_THE PROBLEM_. Report all lines in the records that hold the string "branch".
* * * * * * * * *
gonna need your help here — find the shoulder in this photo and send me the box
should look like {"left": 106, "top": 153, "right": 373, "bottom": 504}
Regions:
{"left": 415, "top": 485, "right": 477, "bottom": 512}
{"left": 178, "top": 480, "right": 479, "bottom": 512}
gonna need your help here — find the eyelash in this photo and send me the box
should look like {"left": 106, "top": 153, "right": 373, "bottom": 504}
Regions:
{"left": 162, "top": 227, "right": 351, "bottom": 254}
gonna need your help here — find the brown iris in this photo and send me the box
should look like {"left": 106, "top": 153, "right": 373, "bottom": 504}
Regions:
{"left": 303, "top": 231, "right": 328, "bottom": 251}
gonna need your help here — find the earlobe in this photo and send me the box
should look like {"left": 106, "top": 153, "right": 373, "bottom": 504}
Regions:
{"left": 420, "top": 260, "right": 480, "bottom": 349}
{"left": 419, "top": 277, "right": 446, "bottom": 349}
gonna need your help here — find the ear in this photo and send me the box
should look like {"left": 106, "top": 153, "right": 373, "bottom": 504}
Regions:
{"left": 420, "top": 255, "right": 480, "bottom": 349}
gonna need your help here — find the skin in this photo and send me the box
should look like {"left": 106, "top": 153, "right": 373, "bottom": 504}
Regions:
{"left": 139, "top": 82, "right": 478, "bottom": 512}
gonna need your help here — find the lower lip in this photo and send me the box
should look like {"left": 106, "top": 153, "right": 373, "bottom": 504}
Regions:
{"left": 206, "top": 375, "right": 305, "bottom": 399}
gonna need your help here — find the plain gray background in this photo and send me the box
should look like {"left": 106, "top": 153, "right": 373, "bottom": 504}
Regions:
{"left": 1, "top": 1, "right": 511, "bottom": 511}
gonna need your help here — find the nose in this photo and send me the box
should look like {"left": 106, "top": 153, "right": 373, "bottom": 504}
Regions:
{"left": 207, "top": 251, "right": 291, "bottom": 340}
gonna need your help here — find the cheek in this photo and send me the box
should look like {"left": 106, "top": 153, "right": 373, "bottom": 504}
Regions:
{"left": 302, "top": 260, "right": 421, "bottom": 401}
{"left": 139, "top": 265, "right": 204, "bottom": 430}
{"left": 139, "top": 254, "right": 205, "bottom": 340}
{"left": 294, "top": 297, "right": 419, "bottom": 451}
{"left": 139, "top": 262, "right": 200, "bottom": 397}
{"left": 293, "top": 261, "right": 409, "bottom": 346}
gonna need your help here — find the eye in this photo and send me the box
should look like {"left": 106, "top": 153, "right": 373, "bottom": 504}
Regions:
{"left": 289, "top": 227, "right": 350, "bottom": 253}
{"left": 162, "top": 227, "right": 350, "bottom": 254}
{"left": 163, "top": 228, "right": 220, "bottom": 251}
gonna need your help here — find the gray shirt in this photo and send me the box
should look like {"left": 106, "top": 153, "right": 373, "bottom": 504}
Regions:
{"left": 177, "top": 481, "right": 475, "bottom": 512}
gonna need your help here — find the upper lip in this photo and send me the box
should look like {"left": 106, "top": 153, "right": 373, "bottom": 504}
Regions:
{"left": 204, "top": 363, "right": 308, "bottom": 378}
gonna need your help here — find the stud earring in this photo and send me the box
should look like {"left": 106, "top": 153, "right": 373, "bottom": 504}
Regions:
* * * * * * * * *
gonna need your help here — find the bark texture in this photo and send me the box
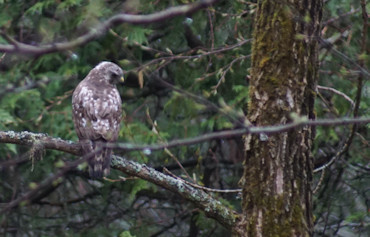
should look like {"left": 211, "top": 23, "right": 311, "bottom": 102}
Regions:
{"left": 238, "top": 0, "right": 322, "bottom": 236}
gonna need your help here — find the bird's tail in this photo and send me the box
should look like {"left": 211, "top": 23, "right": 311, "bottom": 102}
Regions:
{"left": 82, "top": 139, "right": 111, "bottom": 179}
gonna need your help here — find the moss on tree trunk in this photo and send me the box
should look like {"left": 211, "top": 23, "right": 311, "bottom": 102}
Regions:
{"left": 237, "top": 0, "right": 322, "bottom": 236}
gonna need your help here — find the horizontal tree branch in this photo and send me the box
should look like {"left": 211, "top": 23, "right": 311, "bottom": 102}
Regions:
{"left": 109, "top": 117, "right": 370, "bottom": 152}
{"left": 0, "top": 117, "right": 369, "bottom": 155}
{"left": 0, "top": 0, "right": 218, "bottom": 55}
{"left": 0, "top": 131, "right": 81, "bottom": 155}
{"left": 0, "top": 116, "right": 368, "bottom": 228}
* * * * * * * * *
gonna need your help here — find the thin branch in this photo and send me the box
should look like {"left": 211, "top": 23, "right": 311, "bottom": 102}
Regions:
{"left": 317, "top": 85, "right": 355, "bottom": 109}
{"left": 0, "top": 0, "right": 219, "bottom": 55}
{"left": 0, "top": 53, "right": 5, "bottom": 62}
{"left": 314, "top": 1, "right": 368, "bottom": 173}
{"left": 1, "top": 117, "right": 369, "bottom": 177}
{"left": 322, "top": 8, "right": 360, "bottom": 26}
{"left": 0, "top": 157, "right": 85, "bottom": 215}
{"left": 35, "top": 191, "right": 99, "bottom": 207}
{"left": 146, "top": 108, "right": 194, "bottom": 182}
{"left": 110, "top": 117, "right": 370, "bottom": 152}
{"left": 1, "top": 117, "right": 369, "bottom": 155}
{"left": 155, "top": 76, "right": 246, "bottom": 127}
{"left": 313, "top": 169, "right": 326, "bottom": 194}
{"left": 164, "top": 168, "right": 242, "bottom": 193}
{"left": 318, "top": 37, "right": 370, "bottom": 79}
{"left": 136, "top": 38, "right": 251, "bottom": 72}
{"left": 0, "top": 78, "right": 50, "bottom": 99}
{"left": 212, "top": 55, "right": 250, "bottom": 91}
* * * * * * * * *
_RESULT OF THIS EXERCISE_.
gonna need your help here — find the horizontal tree branch in this photo and send me the box
gonna need your help here — find the thin branch in this photo and send me the box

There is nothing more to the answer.